• _EXCERPT_
Illuminating information is furnished on the Jewish world view. The author mentions (among other things): appreciation of learning, emphasis on the family, involvement in ‘Jewish causes’ (p. 35), concern about assimilation, the equating of Zionism with racism, and anti-Semitism. A survey of church-synagogue relations reveals anti-Jewish sentiments in the Roman Catholic Church and the Orthodox Church as well as in the Protestant churches over many centuries up to the present time. This is a sad story, but it should be told.

The present war situation in the Middle East is referred to. The press coverage is described as one-sided (p. 71). The impracticability of the solution of a secular democratic state is exposed. The military victory of Israel in 1967 when she was largely isolated and the significant fashion in which God subsequently worked spiritually amongst the Jews, is highlighted. Increasing numbers of Jews are accepting Jesus as Messiah. Some rabbis estimate the number from two to three thousand every year (p. 83). But there is also increased opposition in Jewish circles to evangelism and assimilation. Simultaneously there is a strong trend to ‘be thoroughly biblical as well as authentically Jewish’ in commitment to Jesus Christ (p. 84). In the USA congregations or synagogues are formed in Jewish communities. This helps to ‘resolve the tension between Jewish openness to Jesus’ message and Jewish resistance to evangelism and assimilation’ (p. 85). It is estimated that ‘being Jewish is important’ for 89% of the Jewish people (p. 88). This does not imply ‘exclusiveness’. In messianic synagogues ‘gentile Christians are completely welcome’ (p. 90). It is accepted that ‘observing the Jewish customs and ceremonies will never result in salvation, blessing, spirituality or merit’ (p. 90) and that salvation is ‘only by grace through faith in Jesus’ (p. 92).

The author makes valuable practical suggestions regarding the sensitive communication of the Christian message to Jews. Some of these are: ‘the truth must be accurately communicated’, ‘friendship, trust and good will must come first’ (p. 105), ‘study the Bible together, … talk about life in all its fullness’ (p. 109). Two extensive appendices on ‘using the Jewish Bible’ and ‘Responding to questions and objectives’ are a valuable addition. This book points the way to a well-balanced, vital approach in sharing the precious message of Jesus Christ with Jewish friends.

• _GIVEN REQUEST_
Reproduce word for word the part of the book review that opens with "The author makes" and closes with "with Jewish friends.". The listing that comes next is separate material and is not part of the book review.

• _DATASET EXTRACT_
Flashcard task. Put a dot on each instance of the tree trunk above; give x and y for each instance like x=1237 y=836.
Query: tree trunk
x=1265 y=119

• _WRITTEN RESPONSE_
The author makes valuable practical suggestions regarding the sensitive communication of the Christian message to Jews. Some of these are: ‘the truth must be accurately communicated’, ‘friendship, trust and good will must come first’ (p. 105), ‘study the Bible together, … talk about life in all its fullness’ (p. 109). Two extensive appendices on ‘using the Jewish Bible’ and ‘Responding to questions and objectives’ are a valuable addition. This book points the way to a well-balanced, vital approach in sharing the precious message of Jesus Christ with Jewish friends.